#### Excerpt ####

In 1715, Spain had just emerged from the War of Spanish Succession with Britain and France. King Philipe V of France had become Spain’s first Bourbon King. Spain’s treasury was in dire need of finances after the long, expensive war. They desperately needed a shipment of New World treasure to help pay its huge debts.
In the summer of 1715, eleven ships were assembled in Havana harbor. The treasure fleet was made up of the Flota de Tierra Firme, loaded at Cartagena, and of the Flota de Nueva España, loaded a Veracruz. The Flota de Tierra Firme was commanded by Capitán Don Antonio de Echeverz y Zubiza. It consisted of six vessels laden with a chests of silver coins, gold bars, and jewels. His flagship was the Nuestra Señora de la Concepción. The five ships of the Flota de Nueva Espana were under the command of General Don Juan Esteban de Ubilla who commanded the combined fleet as well.
On 24 July 24, 1715, the combined fleet of 12 ships left Havana, headed for Spain via Florida’s east coast. The French warship Griffon, commanded by Captain Antoine d’Aire, sailed with the fleet as the Spaniards were allied with the French. Ubilla was on the capitana (fleet flagship) Nuestra Señora de la Regala. As well as the treasure, the cargo of the combined fleet included tobacco, indigo, dyes and drugs. In today’s money, the shipment would be worth about $200 million.
The fleet had suffered delays, and had been sitting idle for nearly two years waiting for the Succession War to end. Under pressure from the new king, General Ubilla made the decision to leave, even though the hurricane season had begun. His decision would prove deadly, for unknown to the Spaniards, a powerful hurricane was already brewing southeast of Cuba and headed there way.

####

**To do**
1) Translate this sentence from the passage about the 1715 Spanish treasure fleet into Spanish: "As well as the treasure, the cargo of the combined fleet included tobacco, indigo, dyes and drugs."
2) Carry on the passage about the 1715 Spanish treasure fleet, starting right after its last sentence.

#### Extracted records ####

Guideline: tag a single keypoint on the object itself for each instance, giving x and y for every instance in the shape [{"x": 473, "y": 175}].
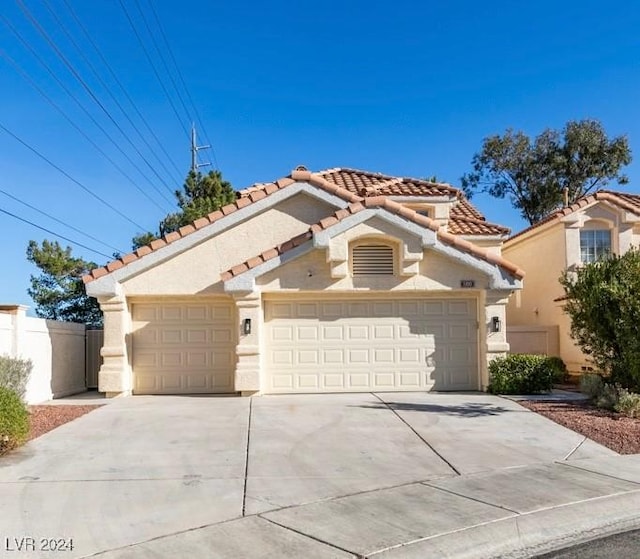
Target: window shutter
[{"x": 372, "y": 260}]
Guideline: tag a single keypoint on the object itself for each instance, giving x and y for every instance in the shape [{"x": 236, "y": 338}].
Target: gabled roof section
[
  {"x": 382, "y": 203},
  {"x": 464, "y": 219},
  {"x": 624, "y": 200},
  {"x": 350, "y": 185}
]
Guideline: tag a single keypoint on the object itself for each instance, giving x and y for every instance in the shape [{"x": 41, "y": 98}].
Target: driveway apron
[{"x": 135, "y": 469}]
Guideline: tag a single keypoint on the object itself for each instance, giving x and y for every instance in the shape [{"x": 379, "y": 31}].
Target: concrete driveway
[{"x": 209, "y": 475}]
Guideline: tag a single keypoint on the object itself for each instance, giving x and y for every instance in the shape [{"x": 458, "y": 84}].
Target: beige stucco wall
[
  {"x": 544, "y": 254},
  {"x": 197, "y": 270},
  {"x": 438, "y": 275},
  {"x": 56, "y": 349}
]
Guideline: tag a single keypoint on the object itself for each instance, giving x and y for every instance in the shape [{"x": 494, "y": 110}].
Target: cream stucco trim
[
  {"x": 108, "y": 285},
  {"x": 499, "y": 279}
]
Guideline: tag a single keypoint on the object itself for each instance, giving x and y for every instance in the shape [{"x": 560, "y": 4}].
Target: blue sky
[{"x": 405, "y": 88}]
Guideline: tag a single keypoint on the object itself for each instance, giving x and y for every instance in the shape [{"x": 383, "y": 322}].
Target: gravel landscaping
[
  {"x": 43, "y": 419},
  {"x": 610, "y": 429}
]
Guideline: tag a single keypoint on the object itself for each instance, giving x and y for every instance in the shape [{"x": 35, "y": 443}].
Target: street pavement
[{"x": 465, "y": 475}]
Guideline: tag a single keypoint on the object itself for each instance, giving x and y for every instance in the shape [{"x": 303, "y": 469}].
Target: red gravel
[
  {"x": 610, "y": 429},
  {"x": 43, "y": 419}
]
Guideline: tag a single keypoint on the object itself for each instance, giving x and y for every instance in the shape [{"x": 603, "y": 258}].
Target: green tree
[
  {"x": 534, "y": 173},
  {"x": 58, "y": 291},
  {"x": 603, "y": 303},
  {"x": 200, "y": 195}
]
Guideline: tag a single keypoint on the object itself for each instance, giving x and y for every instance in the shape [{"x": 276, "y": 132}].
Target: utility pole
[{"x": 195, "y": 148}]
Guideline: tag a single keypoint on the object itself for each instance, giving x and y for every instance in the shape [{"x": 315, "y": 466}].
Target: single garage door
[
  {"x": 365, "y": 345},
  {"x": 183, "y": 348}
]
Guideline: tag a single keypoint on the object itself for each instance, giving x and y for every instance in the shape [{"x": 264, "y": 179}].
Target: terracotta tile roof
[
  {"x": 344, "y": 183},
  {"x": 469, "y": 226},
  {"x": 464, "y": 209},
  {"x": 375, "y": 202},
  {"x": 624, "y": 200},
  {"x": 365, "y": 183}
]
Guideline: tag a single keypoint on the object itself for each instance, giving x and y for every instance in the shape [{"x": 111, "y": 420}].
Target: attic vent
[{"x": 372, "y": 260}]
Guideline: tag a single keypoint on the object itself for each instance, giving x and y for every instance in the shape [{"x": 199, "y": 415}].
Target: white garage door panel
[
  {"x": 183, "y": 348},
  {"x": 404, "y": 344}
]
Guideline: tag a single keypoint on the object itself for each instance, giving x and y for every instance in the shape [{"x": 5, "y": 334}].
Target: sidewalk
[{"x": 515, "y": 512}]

####

**Responses**
1) Además del tesoro, la carga de la flota combinada incluía tabaco, índigo, tintes y drogas.

2)
The treasure fleet left Havana on a beautiful and calm day. The ships followed the east coast of Florida, taking advantage of the Gulf Stream. For the first five days, the voyage was uneventful and gave no indication that a Category 4 hurricane was rapidly approaching them.
But on July 29th, long swells started to appear in the ocean from the southeast. The swells started to make the ships gently dip and roll. Experienced navigators and old hands started to worry. They knew this was the early signs of a tropical storm. The 1715 Fleet was directly in the path an ominous hurricane pursuing it up the Florida Straits
On July 30th, winds began to pick up.
They increased to twenty knots and the sea delivered 10-foot swells. By late afternoon, winds were over thirty knots and the waves now twenty feet. To make matters worse, the approaching storm was relentlessly driving the fleet towards the Florida shore. Captain-General Ubilla gave the order for all ships to head into the wind to stay clear of the reefs and shoals. They would try to outrun the storm. The bulky, heavy galleons were not fast enough though. The winds kept increasing, and by midnight, the ships were barely navigable.
In the very early morning of July 31, the richest Spanish treasure fleet ever assembled was now in grave peril. The fleet was just south of Cabo Canaveral (Cape Canaveral) and in danger of being pushed onto the jagged coastal reefs. The Category 4 hurricane had caught the Spanish Fleet. The storm rapidly grew, reached an alarming strength. Over 100-mph winds, torrential rains, and high waves broke over the fleet of ships. The terrified passengers huddled below decks and could only pray.
Around 4 am on July 31st, in the black of night, the hurricane eye struck the doomed ships. One ship after another was either thrust upon the jagged Florida reefs or capsized by wind or waves. Ubilla’s capitana was crushed on a jagged reef like a balsa wood model. Almost all aboard were killed, including Ubilla himself. The death toll would be staggering.
By dawn the next morning, the beaches were strewn with dead bodies and wreckage. The powerful hurricane had capsized, grounded or destroyed every ship of the Spanish fleet – all the treasure galleons. When daylight came, the full extent of the disaster was visible to the survivors. The wreckage of ships was spread some 20 miles along the Florida coast. 750 were dead, including women and children passengers.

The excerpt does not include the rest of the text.